── Reading text

# Motor torque calculation doubt



## kennybobby (Aug 10, 2012)

Why should you include aero forces (and rolling resistance)? Because if you ignore these you will underestimate the loads and undersize your motor.

How are you calculating torque based upon weight?--Chances are a force is involved and it is no different for aero and rr forces.

Herein find an online calculatus tool:
http://ecomodder.com/forum/tool-aero-rolling-resistance.php


----------



## major (Apr 4, 2008)

sqgdi said:


> ....but wont the motor just need an *extra amount of power* to reach the required speed and have no affect on how much torque it is experiencing? ...........


An extra amount of power  That is strange wording. 

All power from the motor is always equal to the shaft torque times the rotational speed. P = T * S. Or, in familiar units: HP = lb.ft. * RPM / 5252. You can't get power from the motor without torque.


----------



## sqgdi (Mar 16, 2014)

Umm...i am new to this but I will try to raise my concern more clearly this time around. Basically what i want to ask is that as the aero drag increases the load on motor, load will increase as we increase speed...how am i supposed to cross check it with the motor datasheets that give us values tested on a dynamometer or something. Because suppose i take a cruising speed of 50km/hr for my car...and it gives about 22 Nm torque...i check the efficiency of of motor through datasheet at that value and be content....but if I want to increase speed...my torque will increase and thus i look at another efficiency rating at that new torque on the motor datasheet...so how should i choose my motor seeing these datasheet values....


----------



## major (Apr 4, 2008)

sqgdi said:


> ...so how should i choose my motor seeing these datasheet values....


The first column is torque. Torque is the independent variable and is the x-axis on motor performance characteristic curves. Torque is the load on the motor, or the force opposing shaft rotation and the motor behaves differently or reacts to this load.

The second column is voltage applied to the motors terminals. In this case it is obviously an attempt to hold 72 Volts constant for this test. It is like having a constant voltage power supply instead of the battery.

All the other columns or values depend on these first two. The load and the applied voltage. So if your vehicle has a ideal 72 Volt battery, then the speed column shows you the maximum speed you can go at each load (torque) point. You can't go faster than that for that torque. You can go slower by virtue of the motor controller. It will reduce the motor voltage so you can go slower.

Also notice that this motor has a peak output of about 4500 Watts (~6hp). 

So to address your question: Size the motor for the required power and gear it for the required torque. Make sure that your operational load/speed/voltage conditions fall within the area outlined by the performance curve. And that you are observing the thermal limitations of the machine for your anticipated duty cycle.


----------

────

Instruction a:
From the records, write out the lines starting at the line containing "Please mark the region of every instance of the door" and ending at the line containing "[[[473,49],[479,52],[498,53],[499,44],[473,42]]]", with both of those lines included.
The records bear no relation to the text.

── Data for processing

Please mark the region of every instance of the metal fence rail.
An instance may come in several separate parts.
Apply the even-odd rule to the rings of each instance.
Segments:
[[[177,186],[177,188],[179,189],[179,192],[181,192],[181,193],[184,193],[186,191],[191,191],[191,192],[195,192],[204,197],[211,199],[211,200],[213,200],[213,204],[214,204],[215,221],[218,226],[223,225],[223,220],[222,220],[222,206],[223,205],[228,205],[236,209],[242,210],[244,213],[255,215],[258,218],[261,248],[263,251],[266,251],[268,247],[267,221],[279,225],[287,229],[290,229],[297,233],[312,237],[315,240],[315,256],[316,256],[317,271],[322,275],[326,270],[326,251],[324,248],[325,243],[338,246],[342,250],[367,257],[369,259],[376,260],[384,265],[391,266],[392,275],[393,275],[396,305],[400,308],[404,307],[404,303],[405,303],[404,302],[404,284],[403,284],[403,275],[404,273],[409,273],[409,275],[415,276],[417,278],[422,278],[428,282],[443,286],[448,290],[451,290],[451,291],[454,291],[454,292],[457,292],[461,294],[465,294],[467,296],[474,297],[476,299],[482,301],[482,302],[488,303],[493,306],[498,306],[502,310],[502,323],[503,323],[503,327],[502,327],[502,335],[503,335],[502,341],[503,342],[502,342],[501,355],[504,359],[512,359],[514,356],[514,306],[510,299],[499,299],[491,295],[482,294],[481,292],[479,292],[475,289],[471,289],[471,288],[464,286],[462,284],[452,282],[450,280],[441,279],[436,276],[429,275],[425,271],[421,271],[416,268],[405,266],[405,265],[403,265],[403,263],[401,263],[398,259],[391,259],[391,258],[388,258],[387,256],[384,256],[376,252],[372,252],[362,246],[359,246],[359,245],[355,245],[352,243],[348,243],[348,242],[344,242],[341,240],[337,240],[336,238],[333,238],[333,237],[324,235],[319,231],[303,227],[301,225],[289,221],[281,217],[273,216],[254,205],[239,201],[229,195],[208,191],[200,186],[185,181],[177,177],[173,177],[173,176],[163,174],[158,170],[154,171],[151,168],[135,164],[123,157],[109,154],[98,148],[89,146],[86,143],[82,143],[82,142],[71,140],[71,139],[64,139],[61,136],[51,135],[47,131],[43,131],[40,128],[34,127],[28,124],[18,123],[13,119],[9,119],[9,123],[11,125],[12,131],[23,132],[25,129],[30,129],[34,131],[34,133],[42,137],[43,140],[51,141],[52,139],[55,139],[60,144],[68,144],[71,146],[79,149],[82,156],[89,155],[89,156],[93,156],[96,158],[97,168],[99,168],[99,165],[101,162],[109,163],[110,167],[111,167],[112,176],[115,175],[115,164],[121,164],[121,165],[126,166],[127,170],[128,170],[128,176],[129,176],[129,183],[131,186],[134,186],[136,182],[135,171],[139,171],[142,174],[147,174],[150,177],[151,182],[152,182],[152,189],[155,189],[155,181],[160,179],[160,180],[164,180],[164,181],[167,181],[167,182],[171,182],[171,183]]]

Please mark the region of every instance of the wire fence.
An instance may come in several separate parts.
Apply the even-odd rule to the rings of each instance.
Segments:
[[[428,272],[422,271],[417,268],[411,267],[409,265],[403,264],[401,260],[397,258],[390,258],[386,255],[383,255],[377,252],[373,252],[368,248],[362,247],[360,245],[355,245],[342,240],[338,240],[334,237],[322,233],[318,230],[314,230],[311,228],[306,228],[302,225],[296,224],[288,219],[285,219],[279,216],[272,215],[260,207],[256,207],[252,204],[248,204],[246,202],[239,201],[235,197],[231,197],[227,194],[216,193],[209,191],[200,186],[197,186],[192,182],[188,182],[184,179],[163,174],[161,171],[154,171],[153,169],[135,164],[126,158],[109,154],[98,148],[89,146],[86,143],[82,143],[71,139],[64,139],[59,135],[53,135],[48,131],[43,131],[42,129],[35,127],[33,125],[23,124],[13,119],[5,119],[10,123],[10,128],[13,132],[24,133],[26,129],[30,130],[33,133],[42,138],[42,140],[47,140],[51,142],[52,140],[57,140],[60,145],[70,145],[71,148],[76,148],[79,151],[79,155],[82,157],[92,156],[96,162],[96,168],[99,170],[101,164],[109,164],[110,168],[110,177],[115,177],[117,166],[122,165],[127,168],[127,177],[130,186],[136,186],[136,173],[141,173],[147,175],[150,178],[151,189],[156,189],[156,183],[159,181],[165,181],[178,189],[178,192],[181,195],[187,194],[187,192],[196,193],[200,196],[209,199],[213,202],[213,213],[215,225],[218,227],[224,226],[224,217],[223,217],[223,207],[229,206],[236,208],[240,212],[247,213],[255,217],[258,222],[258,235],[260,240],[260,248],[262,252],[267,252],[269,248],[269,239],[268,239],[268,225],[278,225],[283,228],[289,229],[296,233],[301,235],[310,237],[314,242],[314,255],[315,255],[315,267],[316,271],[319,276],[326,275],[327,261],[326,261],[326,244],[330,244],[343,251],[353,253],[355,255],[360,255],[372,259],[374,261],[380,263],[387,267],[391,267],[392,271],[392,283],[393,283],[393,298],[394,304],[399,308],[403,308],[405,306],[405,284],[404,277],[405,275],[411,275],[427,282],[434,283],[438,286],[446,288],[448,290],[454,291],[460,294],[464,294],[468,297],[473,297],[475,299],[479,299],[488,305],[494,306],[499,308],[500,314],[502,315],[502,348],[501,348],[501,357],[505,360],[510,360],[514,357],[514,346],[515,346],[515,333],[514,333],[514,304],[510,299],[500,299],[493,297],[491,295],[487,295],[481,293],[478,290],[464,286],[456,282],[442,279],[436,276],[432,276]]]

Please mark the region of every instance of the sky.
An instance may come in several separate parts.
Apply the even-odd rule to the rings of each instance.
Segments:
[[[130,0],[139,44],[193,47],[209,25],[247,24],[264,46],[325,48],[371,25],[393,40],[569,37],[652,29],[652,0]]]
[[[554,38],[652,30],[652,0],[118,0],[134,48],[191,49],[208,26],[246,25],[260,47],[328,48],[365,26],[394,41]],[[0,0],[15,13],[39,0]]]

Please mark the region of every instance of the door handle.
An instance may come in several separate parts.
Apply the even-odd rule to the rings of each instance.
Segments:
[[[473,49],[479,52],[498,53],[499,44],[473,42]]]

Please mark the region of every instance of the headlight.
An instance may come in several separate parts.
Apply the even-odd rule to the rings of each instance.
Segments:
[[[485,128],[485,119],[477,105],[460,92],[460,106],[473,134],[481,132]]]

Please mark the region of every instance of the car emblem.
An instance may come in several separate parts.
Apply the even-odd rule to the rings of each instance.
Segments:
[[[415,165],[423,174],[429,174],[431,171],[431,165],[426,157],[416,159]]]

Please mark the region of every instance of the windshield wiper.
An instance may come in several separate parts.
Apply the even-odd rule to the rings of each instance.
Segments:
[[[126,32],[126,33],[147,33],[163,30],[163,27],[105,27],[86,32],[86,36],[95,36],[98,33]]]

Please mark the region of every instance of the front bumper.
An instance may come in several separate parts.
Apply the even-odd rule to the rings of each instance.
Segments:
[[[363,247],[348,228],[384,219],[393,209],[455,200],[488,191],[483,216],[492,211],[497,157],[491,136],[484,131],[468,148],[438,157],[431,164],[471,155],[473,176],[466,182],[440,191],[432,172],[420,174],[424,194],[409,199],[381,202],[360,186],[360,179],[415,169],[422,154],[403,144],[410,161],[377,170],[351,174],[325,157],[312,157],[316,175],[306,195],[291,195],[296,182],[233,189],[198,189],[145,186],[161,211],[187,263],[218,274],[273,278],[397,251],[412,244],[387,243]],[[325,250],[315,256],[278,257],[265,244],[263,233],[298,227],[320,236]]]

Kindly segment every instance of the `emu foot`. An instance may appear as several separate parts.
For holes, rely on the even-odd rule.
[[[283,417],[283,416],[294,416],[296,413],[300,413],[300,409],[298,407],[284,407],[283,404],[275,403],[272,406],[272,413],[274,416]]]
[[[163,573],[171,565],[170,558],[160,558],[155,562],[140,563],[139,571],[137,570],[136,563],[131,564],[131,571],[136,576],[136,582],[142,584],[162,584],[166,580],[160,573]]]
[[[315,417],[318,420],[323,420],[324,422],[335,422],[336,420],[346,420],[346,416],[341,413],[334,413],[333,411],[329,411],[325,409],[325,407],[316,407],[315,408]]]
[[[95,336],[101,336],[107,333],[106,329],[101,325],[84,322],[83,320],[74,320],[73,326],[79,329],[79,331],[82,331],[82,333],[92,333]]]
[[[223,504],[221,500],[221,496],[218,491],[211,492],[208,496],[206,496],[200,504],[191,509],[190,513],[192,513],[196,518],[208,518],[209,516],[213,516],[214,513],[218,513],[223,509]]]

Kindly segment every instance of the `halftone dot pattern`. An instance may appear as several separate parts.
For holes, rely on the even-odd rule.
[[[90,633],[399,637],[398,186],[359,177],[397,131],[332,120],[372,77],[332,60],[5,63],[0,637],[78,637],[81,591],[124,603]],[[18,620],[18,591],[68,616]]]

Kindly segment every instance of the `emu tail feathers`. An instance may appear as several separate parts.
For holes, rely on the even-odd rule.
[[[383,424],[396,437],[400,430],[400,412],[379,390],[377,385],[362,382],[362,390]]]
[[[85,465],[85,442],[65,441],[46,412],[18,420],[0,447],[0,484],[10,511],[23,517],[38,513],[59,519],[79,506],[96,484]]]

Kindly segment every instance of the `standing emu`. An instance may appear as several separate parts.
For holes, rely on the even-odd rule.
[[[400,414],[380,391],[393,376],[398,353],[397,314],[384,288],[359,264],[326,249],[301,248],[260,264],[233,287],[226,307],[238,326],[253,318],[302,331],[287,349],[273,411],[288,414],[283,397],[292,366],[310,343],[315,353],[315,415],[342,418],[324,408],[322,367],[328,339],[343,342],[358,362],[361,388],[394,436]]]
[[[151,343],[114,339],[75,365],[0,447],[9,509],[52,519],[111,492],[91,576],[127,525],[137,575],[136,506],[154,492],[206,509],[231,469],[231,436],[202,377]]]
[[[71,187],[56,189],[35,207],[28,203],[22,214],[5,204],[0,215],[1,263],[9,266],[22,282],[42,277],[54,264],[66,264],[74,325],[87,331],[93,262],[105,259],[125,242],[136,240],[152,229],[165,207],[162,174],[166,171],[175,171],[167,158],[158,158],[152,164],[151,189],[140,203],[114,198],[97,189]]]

────

Instruction b:
Does each of these statements agree with the motor torque thread: (i) all power from the motor equals shaft torque times rotational speed; (ii) the motor discussed has a peak output of about 6000 Watts; (iii) torque is the dependent variable on motor performance curves? For each, answer yes or no and quote the words from the thread that decide it.

Task result a:
Please mark the region of every instance of the door handle.
An instance may come in several separate parts.
Apply the even-odd rule to the rings of each instance.
Segments:
[[[473,49],[479,52],[498,53],[499,44],[473,42]]]

Task result b:
(i) Yes: "All power from the motor is always equal to the shaft torque times the rotational speed."
(ii) No: "Also notice that this motor has a peak output of about 4500 Watts (~6hp)."
(iii) No: "Torque is the independent variable and is the x-axis on motor performance characteristic curves."